* Provided material:

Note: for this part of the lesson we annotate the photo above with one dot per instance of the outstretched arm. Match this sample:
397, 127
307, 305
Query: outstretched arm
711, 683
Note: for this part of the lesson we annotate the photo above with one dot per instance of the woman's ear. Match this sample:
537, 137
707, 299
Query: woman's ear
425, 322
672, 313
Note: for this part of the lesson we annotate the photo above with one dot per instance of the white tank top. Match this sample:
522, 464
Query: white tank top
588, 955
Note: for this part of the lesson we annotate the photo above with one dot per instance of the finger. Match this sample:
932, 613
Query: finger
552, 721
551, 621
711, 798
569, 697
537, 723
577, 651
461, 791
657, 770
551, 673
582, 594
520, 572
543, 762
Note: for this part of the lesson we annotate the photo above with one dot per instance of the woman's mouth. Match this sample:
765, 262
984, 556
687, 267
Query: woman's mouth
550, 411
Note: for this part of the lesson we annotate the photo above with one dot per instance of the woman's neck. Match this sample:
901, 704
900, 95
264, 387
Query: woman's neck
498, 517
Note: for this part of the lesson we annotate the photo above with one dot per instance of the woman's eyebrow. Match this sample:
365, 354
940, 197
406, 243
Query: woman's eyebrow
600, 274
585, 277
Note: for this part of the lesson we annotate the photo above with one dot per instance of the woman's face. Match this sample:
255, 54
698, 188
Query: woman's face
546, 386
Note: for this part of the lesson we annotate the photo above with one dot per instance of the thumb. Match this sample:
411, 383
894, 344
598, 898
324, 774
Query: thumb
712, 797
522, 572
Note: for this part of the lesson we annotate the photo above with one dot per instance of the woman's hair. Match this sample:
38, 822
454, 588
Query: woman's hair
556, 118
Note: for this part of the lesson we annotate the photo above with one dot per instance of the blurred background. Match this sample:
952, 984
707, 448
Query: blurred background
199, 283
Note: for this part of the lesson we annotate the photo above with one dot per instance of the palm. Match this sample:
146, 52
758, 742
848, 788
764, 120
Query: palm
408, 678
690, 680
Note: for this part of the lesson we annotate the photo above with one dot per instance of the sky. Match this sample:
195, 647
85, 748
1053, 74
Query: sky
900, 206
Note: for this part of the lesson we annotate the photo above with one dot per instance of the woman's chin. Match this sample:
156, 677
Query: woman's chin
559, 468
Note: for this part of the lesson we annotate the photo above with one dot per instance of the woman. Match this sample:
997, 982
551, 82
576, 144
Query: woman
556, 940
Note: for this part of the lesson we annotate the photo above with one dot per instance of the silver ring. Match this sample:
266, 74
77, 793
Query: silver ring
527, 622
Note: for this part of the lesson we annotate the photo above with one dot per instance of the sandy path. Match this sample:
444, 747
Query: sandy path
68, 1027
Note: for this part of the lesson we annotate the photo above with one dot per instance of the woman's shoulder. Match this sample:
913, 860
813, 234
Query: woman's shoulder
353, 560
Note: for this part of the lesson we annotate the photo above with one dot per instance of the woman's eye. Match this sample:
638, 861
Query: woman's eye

* Problem statement: Copy the rows word for word, starting at the line that contains "of the sandy" and ending at the final line of the rows.

* Response:
Note: for this part of the lesson we annotate the photo above with one dot per instance of the sandy path. Match this sample:
444, 747
Query: sandy path
68, 1027
Note: for this part of the lesson we annotate the photo above with one dot per instance of the woman's shoulder. Match this sample:
913, 860
813, 234
Query: woman's shoulder
353, 560
Note: for this part of the lesson we annotate the photo above with one dot per instance of the woman's eye. Match this sample:
638, 861
Query: woman's eye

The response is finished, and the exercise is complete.